_Exercise directions:_ Rewrite the stretch of the listing from the line containing "Note to the class: find the purple" through the line containing "(1012, 199)", replacing every "marker" with "pin" and leaving everything else unchanged.

-- Start of Material shown --

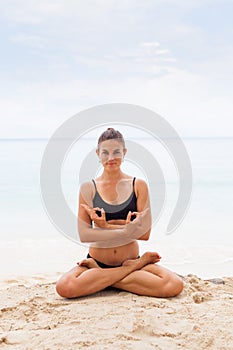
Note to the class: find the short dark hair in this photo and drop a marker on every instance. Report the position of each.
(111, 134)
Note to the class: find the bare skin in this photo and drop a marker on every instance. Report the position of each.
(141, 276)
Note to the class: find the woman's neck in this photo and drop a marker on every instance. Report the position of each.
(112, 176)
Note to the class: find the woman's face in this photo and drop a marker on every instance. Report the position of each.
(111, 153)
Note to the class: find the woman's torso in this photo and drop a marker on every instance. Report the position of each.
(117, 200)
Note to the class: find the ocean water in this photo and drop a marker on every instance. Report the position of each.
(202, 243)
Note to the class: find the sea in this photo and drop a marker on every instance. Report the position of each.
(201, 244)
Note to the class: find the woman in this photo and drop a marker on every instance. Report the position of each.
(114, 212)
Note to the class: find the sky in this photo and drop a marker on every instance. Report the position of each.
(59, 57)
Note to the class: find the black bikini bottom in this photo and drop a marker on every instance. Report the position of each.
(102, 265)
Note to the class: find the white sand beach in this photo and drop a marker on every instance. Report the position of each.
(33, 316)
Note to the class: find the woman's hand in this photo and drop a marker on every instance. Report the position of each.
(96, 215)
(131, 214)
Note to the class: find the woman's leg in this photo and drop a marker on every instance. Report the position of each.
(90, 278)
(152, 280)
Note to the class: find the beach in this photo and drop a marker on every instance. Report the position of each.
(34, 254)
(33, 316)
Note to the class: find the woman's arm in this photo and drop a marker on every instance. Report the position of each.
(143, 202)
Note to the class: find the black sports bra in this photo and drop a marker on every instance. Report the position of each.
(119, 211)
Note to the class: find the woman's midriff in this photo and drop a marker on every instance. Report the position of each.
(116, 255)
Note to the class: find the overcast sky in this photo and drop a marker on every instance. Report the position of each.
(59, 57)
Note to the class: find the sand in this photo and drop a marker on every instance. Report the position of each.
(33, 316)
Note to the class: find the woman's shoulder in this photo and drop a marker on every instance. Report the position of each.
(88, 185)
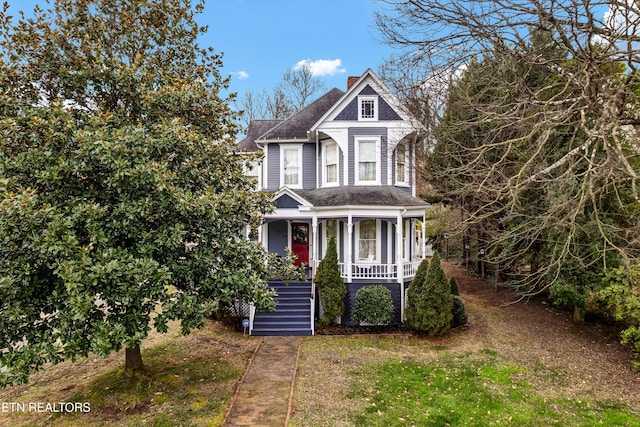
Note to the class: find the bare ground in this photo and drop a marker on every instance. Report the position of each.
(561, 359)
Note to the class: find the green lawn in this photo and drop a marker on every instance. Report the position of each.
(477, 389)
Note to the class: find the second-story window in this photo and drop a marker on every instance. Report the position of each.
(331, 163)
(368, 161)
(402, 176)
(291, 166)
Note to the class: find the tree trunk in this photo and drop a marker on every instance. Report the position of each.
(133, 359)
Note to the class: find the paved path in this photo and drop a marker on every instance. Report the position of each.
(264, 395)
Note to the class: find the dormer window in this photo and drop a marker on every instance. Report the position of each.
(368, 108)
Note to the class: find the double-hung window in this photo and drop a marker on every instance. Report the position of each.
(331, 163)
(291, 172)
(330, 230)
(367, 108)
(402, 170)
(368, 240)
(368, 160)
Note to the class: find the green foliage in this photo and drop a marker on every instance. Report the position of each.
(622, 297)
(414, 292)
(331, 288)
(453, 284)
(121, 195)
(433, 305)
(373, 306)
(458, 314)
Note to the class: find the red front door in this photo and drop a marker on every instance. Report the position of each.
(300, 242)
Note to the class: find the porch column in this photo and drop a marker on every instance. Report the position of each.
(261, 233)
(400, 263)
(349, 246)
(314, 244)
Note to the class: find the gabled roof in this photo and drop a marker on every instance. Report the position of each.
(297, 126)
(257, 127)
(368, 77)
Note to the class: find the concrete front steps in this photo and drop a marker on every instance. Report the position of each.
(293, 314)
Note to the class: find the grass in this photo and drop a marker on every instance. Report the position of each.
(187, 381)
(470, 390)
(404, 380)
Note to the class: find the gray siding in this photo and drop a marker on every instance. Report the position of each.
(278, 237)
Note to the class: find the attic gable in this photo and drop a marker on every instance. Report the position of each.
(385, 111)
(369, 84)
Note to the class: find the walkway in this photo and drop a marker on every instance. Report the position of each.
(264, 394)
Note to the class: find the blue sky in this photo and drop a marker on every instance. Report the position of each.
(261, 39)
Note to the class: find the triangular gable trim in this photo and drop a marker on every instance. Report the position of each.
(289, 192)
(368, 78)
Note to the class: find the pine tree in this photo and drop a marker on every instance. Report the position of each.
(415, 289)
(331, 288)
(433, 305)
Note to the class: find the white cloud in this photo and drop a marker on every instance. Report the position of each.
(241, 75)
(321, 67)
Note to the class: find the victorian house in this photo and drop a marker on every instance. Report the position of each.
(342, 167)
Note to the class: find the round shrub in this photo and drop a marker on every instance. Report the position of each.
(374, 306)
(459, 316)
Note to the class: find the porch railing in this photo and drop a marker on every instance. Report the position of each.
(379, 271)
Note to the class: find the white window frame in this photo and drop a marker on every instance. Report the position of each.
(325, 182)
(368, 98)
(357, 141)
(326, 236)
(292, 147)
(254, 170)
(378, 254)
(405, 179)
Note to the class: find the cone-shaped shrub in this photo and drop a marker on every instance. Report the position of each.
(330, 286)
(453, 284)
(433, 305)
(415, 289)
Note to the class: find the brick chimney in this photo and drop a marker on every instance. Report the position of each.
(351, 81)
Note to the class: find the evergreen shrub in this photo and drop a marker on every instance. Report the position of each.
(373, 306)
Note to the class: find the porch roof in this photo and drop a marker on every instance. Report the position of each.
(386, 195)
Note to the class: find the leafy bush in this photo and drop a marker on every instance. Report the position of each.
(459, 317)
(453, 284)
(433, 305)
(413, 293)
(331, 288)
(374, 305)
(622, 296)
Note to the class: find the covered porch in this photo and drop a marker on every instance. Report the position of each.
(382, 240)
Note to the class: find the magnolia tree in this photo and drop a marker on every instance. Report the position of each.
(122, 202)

-- End of Material shown --
-- Start of Material shown --

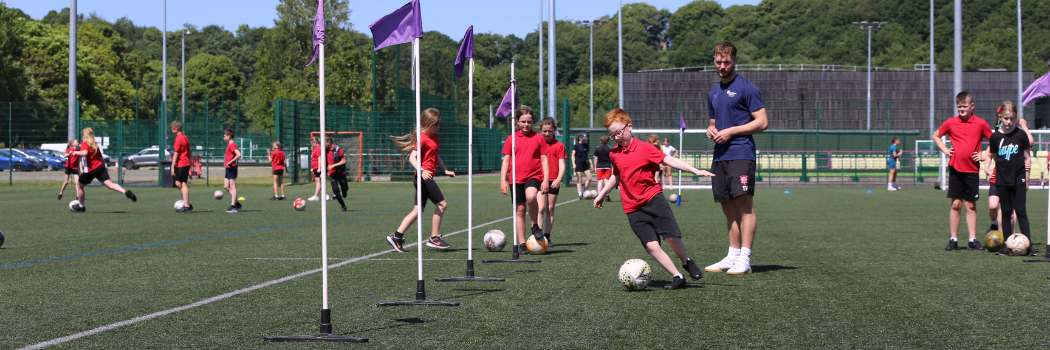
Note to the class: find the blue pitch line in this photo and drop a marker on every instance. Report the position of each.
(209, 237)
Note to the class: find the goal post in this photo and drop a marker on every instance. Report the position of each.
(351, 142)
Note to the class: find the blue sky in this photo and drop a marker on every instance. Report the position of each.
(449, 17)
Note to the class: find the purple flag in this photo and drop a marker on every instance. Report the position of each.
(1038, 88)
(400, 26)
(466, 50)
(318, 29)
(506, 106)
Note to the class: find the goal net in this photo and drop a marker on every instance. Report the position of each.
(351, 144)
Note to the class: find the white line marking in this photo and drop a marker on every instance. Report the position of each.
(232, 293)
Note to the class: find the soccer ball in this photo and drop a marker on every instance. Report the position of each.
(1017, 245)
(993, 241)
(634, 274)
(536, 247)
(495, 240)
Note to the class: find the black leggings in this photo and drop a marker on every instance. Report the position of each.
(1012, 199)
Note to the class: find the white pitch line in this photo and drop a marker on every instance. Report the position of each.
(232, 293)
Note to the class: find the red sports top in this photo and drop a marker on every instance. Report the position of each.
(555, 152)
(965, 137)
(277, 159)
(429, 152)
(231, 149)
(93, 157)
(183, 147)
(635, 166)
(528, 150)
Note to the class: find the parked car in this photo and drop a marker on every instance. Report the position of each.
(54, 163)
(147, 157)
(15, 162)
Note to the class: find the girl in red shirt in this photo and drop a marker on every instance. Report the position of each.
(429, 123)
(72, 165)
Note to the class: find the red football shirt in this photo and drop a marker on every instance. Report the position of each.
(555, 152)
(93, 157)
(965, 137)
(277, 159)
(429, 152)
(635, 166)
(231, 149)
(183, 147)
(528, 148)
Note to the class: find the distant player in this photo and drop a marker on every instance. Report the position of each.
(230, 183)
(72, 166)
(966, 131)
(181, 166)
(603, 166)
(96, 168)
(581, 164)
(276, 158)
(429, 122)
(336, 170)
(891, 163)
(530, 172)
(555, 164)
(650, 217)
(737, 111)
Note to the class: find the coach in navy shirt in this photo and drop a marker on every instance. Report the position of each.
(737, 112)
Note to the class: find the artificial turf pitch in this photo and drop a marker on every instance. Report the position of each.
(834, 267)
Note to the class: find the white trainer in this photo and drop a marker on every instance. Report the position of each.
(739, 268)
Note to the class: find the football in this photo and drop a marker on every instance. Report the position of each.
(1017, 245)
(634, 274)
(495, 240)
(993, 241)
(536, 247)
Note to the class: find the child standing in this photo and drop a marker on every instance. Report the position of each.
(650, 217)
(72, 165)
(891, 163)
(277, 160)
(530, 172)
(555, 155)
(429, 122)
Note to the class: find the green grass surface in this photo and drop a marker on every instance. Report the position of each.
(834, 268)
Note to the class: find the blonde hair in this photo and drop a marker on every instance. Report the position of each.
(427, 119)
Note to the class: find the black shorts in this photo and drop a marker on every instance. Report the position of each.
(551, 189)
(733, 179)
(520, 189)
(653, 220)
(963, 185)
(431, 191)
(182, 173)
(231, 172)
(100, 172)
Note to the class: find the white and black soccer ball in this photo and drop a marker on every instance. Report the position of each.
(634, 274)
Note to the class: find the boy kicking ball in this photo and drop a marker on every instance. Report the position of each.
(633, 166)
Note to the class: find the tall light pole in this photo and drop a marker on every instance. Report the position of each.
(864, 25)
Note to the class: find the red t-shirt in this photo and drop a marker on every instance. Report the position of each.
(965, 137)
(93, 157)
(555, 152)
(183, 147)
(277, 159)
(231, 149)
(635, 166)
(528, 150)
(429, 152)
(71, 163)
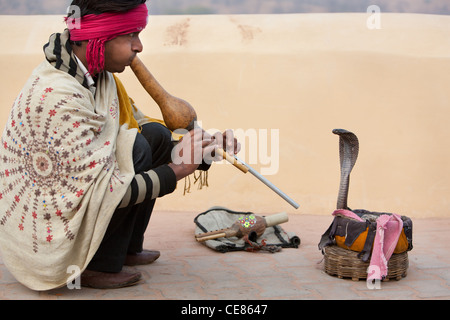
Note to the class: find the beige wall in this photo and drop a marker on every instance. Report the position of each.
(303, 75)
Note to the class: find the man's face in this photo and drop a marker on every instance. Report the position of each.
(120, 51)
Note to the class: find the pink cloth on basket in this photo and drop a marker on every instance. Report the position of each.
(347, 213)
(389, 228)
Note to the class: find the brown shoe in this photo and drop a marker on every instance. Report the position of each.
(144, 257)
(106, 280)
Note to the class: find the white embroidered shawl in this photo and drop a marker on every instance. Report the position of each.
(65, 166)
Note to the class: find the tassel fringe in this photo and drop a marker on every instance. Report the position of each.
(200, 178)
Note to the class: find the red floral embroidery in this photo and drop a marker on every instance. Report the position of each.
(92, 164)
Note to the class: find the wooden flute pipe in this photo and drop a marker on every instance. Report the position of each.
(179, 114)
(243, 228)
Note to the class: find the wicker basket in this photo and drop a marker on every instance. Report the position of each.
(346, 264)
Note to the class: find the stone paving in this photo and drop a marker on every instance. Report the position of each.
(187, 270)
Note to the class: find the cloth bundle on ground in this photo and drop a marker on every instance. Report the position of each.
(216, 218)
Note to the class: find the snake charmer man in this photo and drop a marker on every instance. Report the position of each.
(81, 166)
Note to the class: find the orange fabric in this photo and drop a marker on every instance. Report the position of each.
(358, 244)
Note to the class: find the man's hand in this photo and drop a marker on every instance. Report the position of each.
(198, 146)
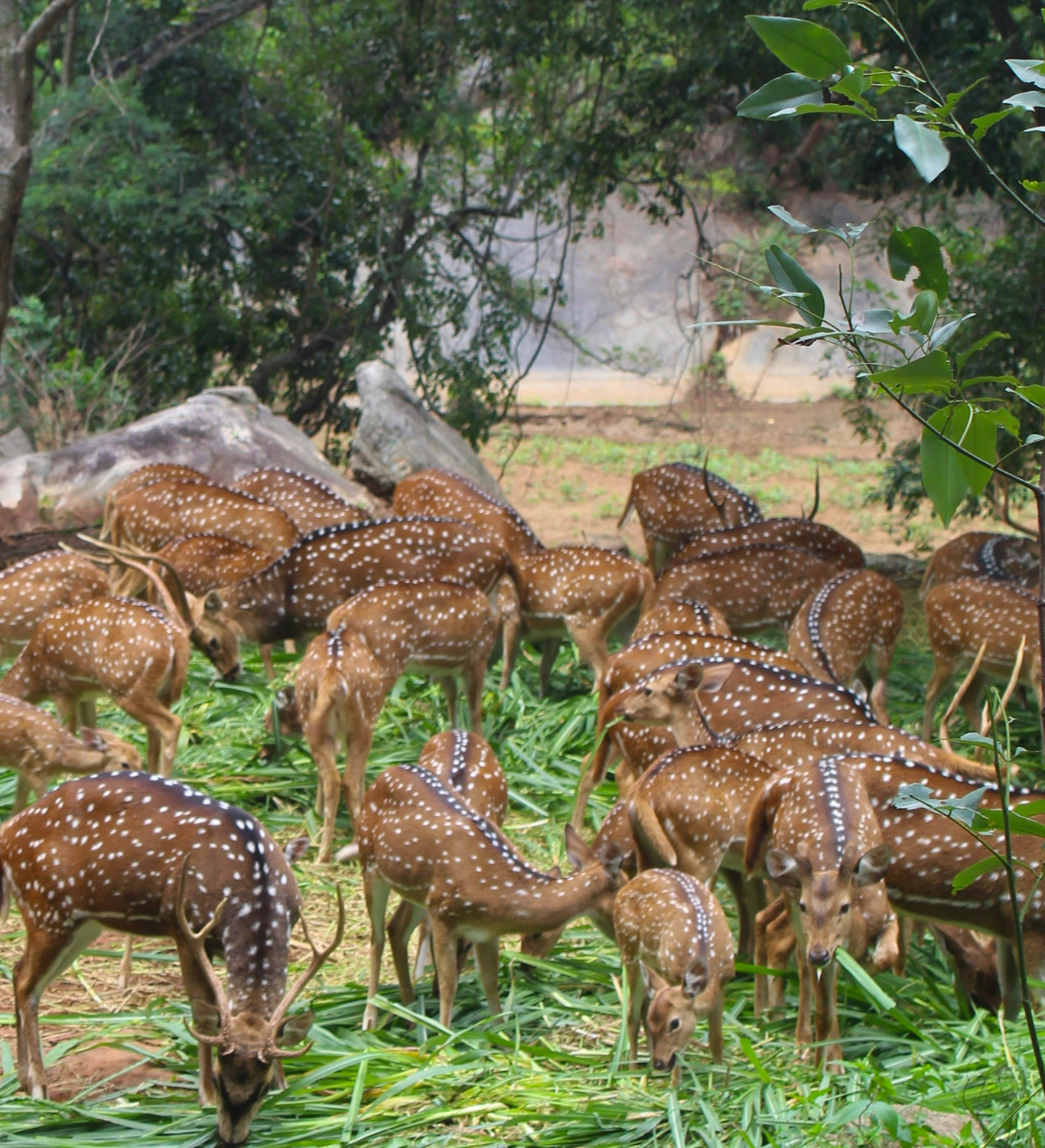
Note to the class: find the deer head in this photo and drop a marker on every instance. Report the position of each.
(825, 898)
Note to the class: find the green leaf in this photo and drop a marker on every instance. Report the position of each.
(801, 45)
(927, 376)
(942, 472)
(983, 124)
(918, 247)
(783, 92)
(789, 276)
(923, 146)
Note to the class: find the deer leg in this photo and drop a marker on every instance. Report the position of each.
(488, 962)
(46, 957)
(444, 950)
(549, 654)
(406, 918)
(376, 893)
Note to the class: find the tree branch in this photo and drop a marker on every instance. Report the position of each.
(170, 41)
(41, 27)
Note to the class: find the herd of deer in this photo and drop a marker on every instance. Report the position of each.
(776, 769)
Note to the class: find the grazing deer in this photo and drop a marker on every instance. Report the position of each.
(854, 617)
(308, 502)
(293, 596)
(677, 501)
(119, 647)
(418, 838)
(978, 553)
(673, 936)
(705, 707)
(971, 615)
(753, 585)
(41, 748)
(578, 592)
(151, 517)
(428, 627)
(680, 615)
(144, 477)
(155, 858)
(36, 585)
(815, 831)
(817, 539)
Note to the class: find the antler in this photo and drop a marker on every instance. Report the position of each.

-- End of Material shown --

_Response below:_
Note to the class: find the purple flag in this photo and drop a pin on every instance. Report the position of each.
(1038, 88)
(400, 26)
(466, 50)
(318, 29)
(506, 106)
Note to the class: find the goal net in this photo and drop a pin on every instance. Report the position of each.
(351, 144)
Note to the class: find the white line marking in this photo and drop a pin on every instance. Report the position of each.
(232, 293)
Note to the class: find the soccer ball in this photo and drop a pin on every instance. Report the position of each.
(1017, 245)
(993, 241)
(634, 274)
(536, 247)
(495, 240)
Note to the class: find the black leggings in this photo and drop a pin on every instance. Report the position of each.
(1012, 199)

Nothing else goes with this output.